The heritage brand will be taking the classic works of Degas, Monet and Van Gogh to hot spots in the territory via its Delicious Art IP which will form the basis of a new cafe in Seoul in South Korea this November.

The cafe will feature replica western masterpieces from the likes of Degas, Monet and Van Gogh with art-inspired produce as well as presenting the chance for fans to purchase National Gallery merchandise.

It will be followed by the launch of its first pop-up store in Guangzhou in China via its master licensee Alfilo brands. The experiential space will feature digital assets and replicas and is all part of the National Gallery’s view to grow the brand’s awareness in the region.

The move has been billed by the National Gallery Company’s buying and licensing director, Judith Mather, as its own response to today’s growing ‘fast fashion’ culture while presenting timeless masterpieces for current consumer trends.

“There is a greater consumer demand for art and heritage licensing today, and I think it’s because consumers want a product that has a heritage feel,” Mather tells Licensing.biz. “The profits raised go back to a much-loved institution to maintain it for future generations, which is also a big appeal.”

Information given ->
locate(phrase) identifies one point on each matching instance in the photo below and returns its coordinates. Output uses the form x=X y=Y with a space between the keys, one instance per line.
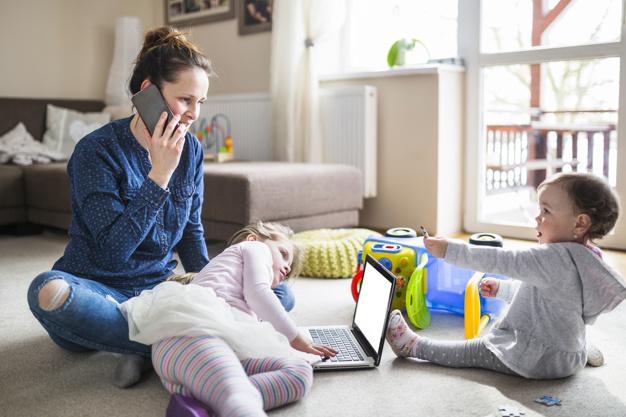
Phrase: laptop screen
x=370 y=315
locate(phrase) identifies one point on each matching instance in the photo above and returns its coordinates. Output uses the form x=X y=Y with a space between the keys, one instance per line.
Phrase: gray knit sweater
x=564 y=287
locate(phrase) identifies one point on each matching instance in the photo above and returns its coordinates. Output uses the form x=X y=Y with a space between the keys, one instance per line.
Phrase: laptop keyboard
x=340 y=340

Exercise objective ->
Extend the article about the National Gallery's art licensing plans in South Korea and China by writing the next few paragraphs, beginning after Judith Mather's final quote.

Exercise result ->
The National Gallery’s Delicious Art range launched in 2010 with a collection of chocolate bars and wines. Over the last three years, it has grown significantly with licensees such as IG Design Group. The licensing of the sub-brand is managed by JELC, who also looks after the National Gallery licensing programme.

“The National Gallery and Delicious Art make consumers look at art with fresh eyes. It introduces consumers to the paintings,” said Mather.

While the outfit champions the heritage and pedigree of what The National Gallery stands for, it is also working to maintain a connection with the trends and habits of consumers today with a successful print on demand service that allows them to reproduce paintings in the collection on a variety of products.